## Records for this exercise

--*--

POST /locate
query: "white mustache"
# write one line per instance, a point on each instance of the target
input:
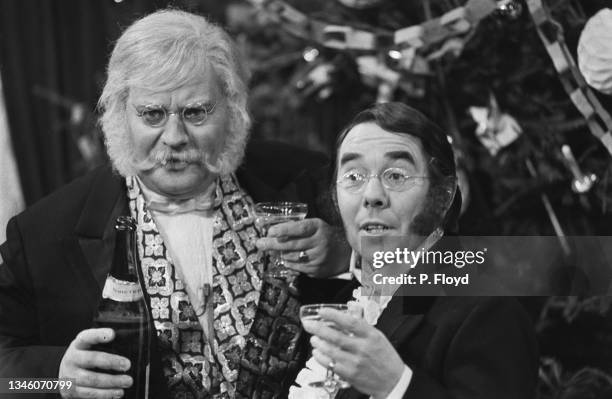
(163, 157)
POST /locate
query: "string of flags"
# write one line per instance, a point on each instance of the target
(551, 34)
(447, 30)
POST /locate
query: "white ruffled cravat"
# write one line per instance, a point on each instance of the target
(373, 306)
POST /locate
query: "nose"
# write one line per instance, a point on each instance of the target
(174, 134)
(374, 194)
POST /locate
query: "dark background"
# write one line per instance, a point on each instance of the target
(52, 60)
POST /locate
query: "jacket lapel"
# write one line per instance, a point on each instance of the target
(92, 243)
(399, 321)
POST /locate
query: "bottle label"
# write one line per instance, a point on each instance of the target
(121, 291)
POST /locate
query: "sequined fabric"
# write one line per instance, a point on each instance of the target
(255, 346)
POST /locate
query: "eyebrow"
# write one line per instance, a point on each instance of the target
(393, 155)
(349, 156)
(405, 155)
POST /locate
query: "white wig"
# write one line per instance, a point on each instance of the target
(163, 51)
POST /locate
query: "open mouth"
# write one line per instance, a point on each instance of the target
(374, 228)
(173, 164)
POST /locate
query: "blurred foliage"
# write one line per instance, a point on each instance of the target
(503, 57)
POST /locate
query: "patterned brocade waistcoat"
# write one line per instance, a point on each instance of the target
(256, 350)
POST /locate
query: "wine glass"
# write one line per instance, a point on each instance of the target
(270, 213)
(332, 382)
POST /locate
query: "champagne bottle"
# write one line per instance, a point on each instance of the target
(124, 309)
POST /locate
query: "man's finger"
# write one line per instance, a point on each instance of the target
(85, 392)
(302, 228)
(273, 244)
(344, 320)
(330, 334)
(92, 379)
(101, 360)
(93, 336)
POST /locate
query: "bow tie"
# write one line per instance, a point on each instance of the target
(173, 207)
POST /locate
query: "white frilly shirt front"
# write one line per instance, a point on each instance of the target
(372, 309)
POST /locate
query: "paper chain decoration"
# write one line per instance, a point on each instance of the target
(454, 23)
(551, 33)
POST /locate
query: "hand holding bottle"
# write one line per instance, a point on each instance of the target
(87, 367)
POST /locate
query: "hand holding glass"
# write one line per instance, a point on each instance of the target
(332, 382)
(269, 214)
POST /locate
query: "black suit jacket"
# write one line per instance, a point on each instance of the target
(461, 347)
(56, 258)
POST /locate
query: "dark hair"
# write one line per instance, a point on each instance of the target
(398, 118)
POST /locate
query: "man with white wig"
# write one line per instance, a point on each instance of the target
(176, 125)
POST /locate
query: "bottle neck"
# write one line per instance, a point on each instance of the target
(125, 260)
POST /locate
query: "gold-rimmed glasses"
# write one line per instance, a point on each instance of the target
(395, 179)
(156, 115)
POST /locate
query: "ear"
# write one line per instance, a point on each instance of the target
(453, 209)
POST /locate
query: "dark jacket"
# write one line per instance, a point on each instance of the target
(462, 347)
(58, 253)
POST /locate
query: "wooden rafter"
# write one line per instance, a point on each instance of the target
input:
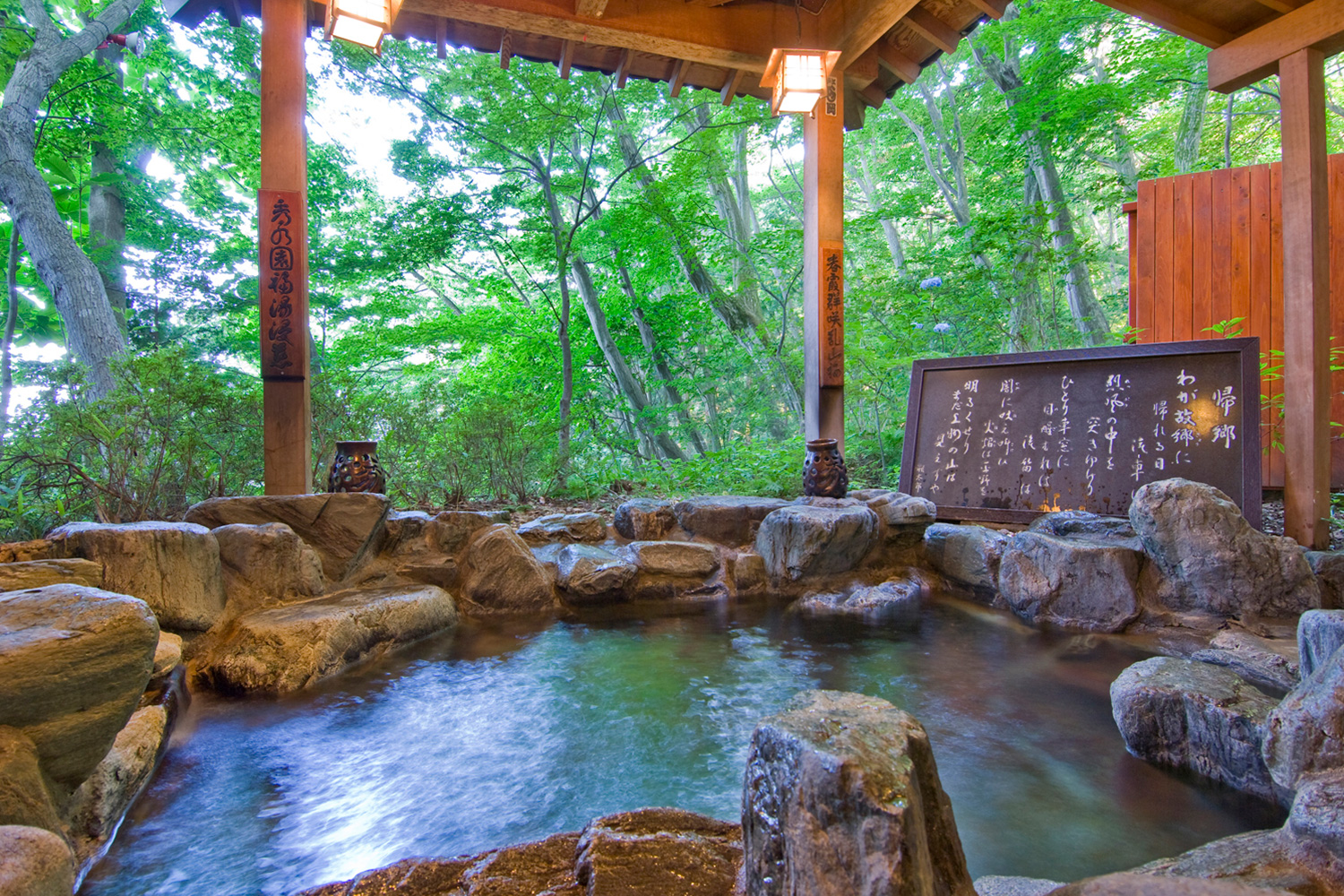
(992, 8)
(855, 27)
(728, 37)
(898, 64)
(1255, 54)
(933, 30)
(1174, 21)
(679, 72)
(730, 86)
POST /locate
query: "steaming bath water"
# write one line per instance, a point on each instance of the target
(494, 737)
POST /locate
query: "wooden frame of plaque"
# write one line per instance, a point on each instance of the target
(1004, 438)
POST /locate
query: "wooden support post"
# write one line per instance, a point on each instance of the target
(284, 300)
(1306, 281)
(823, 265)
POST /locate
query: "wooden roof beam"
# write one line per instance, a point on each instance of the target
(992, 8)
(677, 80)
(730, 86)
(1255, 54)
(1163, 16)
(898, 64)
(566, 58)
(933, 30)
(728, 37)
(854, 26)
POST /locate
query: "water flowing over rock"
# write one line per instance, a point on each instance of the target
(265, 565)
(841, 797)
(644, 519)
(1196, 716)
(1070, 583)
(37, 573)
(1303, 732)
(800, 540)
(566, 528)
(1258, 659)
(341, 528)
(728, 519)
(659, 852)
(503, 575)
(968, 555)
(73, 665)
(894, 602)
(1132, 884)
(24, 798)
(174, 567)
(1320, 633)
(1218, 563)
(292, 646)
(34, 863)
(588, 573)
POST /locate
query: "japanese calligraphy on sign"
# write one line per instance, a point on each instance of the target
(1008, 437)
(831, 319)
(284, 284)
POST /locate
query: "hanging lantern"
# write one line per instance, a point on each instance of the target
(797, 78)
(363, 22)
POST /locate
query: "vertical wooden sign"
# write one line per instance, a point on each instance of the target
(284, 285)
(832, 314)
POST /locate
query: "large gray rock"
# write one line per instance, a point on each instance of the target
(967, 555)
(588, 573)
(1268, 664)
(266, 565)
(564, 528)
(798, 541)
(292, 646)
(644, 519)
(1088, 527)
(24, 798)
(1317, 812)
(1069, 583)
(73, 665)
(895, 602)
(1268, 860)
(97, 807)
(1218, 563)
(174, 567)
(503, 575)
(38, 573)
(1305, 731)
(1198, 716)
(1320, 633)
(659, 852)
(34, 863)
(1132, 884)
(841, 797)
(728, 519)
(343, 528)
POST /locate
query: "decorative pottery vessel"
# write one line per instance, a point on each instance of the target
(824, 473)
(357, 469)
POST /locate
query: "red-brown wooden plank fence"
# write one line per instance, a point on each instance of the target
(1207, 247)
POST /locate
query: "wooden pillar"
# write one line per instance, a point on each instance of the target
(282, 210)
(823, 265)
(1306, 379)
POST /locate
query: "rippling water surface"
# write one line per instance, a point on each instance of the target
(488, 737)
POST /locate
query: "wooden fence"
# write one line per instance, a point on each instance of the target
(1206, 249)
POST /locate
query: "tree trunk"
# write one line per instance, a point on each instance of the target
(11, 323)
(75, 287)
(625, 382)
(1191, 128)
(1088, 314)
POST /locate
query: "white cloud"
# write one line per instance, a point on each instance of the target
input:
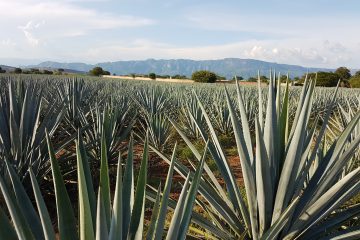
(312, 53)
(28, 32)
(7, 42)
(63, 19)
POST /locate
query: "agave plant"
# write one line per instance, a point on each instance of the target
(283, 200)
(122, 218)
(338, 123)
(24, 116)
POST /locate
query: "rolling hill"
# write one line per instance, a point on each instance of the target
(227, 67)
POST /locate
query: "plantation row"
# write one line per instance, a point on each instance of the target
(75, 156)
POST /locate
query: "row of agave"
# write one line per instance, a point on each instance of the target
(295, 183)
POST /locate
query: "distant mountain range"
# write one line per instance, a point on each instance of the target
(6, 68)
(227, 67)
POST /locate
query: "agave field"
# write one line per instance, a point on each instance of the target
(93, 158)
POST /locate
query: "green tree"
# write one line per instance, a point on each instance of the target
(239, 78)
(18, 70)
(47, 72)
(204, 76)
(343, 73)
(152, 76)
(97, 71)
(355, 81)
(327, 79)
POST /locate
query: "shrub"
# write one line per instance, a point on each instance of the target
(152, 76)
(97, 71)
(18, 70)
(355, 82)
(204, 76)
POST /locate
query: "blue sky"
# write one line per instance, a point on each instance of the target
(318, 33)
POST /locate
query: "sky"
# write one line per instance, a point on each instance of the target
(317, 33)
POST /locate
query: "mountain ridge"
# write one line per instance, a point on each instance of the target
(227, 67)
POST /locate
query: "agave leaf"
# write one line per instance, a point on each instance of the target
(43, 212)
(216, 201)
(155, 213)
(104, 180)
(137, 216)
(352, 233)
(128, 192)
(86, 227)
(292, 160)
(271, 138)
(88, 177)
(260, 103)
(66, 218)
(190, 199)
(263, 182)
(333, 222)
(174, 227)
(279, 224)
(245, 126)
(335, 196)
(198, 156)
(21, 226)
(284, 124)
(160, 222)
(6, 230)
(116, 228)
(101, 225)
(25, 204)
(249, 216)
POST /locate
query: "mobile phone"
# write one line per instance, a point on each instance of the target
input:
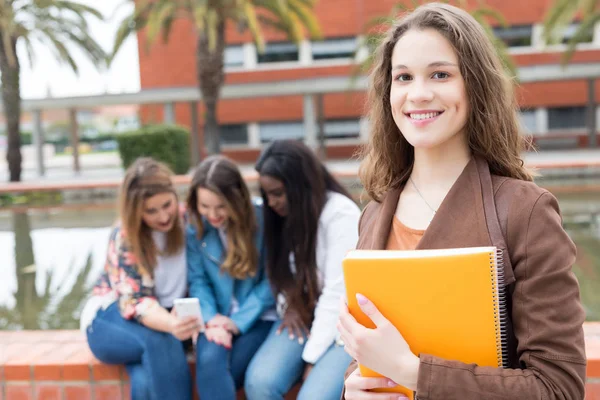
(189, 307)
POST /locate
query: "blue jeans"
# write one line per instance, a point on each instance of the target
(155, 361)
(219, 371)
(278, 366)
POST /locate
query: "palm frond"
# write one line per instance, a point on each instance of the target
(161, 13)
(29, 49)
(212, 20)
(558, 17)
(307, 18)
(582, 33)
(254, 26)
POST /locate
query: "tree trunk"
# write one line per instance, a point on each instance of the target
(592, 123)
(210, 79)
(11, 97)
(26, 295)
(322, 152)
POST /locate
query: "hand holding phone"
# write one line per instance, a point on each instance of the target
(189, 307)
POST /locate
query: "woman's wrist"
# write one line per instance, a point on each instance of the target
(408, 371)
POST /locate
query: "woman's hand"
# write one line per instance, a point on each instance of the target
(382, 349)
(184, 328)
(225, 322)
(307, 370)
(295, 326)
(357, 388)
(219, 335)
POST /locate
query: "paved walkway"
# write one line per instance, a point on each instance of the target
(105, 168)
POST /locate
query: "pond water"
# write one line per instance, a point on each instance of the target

--*--

## Given instruction
State how many lines in the material contain the string "agave", and reply with that number alone.

## Result of this exercise
4